» **TRECHO DA FONTE**
________________________

Uma canção marcante ilustrada por imagens reais. Foi com essa receita, aparentemente simples, que Médico Sem Fronteiras conseguiu emplacar o comercial mais bem-sucedido da história da organização no Brasil. Mas um detalhe torna o case ainda mais interessante: a peça publicitária subverte totalmente as regras da chamada Direct Response Television (DRTV), técnica de captação com propagandas de TV.
“O DRTV pressupõe coisas como uma locução que conte uma história, a apresentação de algum personagem, famoso ou não, e um call to action falado, forte. Nosso filme não tem nada disso. É apenas uma música sobre imagens, com legendas, e o chamado para a doação só aparece discretamente no final”, conta Flavia Tenenbaum, diretora de captação de Médicos Sem Fronteiras.
A ideia do comercial — popularmente conhecido como “Hold On”, por causa de sua trilha, um cover da canção “Everybody Hurts (Hold on)”, da banda R.E.M —, surgiu após uma reunião internacional da organização, em 2011. “O escritório da Noruega apresentou um vídeo de sete minutos com a música. Era o material que eles utilizavam com grandes doadores. Achei lindo e quis levar para o Brasil”, lembra a diretora de captação.
Flavia sabia que, por quebrar regras, a aposta encontraria resistência, mas decidiu bancá-la. “Algumas pessoas diziam que não era DRTV, que daria para aproveitar as imagens, porém, fazendo outra coisa. Mas eu queria aquilo, e o diretor de criação da agência de publicidade que é nossa parceira topou.”
Passado o desafio de transformar um filme de sete minutos em um comercial de dois e ainda sincronizar música com imagens, chegou o momento de verificar o resultado na prática. A primeira veiculação aconteceu naquele mesmo ano.

________________________

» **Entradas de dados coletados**
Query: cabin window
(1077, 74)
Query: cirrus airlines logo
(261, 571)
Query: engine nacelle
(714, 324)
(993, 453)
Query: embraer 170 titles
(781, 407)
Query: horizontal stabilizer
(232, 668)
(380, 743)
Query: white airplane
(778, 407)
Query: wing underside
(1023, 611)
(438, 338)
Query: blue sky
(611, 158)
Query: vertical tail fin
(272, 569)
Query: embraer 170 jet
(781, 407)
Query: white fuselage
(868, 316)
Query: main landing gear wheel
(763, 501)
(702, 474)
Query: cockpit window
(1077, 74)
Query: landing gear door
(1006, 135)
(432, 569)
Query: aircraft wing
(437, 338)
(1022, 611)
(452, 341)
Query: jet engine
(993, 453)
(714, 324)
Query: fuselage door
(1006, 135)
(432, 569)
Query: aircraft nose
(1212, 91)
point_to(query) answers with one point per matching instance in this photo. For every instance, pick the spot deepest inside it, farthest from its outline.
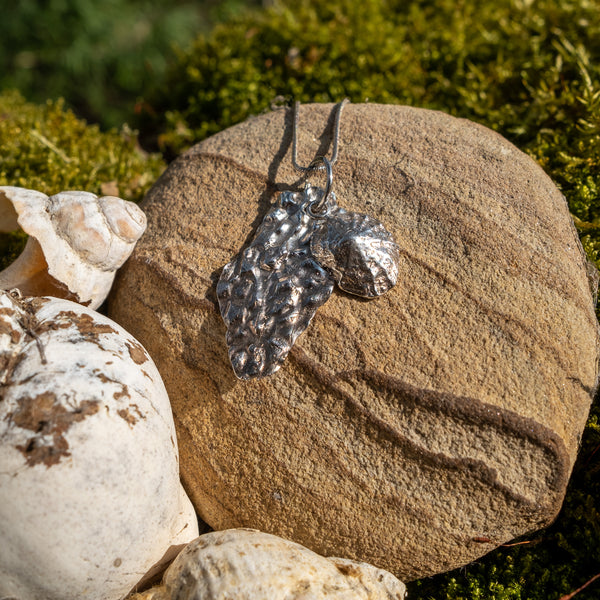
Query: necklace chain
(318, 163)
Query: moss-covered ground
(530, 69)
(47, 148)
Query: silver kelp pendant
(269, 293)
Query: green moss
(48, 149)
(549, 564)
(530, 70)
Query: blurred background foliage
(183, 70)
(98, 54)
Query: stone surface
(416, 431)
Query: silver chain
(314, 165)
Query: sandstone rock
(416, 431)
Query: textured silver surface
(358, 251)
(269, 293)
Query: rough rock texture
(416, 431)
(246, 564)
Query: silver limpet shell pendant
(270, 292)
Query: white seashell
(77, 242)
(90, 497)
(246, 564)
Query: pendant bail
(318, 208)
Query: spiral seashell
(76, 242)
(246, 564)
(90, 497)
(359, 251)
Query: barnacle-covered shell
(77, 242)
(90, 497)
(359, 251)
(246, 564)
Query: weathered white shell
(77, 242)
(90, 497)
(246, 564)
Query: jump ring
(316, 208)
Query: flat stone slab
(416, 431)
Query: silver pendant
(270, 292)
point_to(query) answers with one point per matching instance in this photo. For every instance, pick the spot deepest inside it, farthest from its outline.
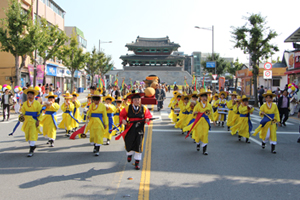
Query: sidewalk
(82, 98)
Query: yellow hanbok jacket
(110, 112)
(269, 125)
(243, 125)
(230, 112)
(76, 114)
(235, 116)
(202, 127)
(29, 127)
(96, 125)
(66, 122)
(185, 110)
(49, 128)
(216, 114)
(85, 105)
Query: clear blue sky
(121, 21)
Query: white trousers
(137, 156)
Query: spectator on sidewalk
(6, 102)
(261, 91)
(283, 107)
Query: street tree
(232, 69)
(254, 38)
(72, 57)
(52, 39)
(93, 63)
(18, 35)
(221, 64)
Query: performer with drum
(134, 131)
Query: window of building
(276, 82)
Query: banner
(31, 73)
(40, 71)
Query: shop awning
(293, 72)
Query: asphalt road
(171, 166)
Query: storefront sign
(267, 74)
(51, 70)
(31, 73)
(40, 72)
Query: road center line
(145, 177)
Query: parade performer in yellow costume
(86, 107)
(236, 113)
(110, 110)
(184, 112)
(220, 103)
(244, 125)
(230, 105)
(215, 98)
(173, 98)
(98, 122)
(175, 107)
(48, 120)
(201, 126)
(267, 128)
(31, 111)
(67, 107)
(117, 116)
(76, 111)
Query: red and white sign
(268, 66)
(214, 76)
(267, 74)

________________________

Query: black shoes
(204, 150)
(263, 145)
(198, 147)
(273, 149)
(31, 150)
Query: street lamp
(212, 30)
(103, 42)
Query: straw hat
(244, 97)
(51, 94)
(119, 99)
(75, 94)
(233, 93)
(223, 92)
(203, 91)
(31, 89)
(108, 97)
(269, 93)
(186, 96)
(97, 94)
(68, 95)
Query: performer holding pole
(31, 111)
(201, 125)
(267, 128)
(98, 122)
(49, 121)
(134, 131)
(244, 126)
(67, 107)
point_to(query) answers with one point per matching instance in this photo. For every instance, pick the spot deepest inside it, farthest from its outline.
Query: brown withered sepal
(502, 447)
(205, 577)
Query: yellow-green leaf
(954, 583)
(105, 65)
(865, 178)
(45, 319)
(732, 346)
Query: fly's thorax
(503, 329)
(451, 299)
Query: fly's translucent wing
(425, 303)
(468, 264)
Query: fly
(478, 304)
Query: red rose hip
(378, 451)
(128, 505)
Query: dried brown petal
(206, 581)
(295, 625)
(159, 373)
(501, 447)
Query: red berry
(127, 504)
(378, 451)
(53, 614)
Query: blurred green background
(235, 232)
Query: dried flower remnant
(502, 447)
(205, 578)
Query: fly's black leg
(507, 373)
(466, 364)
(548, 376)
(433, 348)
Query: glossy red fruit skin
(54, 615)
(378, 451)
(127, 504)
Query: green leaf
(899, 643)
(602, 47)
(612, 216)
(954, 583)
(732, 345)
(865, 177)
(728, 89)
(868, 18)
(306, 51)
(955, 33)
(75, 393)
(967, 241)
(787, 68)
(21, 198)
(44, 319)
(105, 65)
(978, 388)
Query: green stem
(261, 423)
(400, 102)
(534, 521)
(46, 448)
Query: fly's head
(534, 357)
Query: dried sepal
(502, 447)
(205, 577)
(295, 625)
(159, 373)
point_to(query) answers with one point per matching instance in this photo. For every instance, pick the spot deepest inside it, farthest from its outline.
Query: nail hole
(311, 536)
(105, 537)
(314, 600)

________________________

» **QUESTÕES DE ESTUDO**
[A] Por favor, extraia do texto sobre o comercial de Médicos Sem Fronteiras o trecho que vai de "A ideia do comercial" a "diretora de captação.", copiando-o sem nenhuma alteração.
[B] Prolongue o texto sobre o comercial de Médicos Sem Fronteiras, começando logo após a última frase apresentada.

» **RESPOSTAS**
[A]
A ideia do comercial — popularmente conhecido como “Hold On”, por causa de sua trilha, um cover da canção “Everybody Hurts (Hold on)”, da banda R.E.M —, surgiu após uma reunião internacional da organização, em 2011. “O escritório da Noruega apresentou um vídeo de sete minutos com a música. Era o material que eles utilizavam com grandes doadores. Achei lindo e quis levar para o Brasil”, lembra a diretora de captação.

[B]
“Na época, estávamos com uma campanha apresentada pelo ator Thiago Lacerda no ar. Ela foi usada como filme padrão para comparar com o vídeo novo. O desempenho se mostrou ok. Muitas vezes, ficou abaixo do da campanha anterior. Mas, de repente, a nova campanha engrenou e superou a peça com o Thiago. E nenhuma outra a ultrapassou até agora”, comemora.
Apesar de não abrir todos os resultados da campanha, ela conta que o vídeo já chegou a gerar mais de 20 doadores em uma só inserção. “Tem gente que nos liga chorando depois assisti-lo”, revela.
A diretora de captação diz que a organização ainda não pesquisou os motivos que levaram a peça publicitária a cair de maneira tão contundente no gosto do público, mas arrisca um palpite: “O brasileiro é muito emotivo. Creio que a música funciona como uma narração, mexe com o sentimento das pessoas”.
Na avaliação dela, não existirá outra campanha como essa nem para Médico Sem Fronteiras, nem para qualquer outra organização. “Cada instituição precisa achar o seu ‘Hold on’. Não é só trocar personagens.”
Além de subverter as regras de DRTV, a peça chama a atenção pela longevidade: são praticamente sete anos no ar. Em geral, diz Flavia, o tempo de veiculação de um comercial do tipo fica em torno de dois anos — “Depois, cansa”. Mas até quando “Hold on” será exibido na TV? “Enquanto estiver dando resultado”, diz sua idealizadora.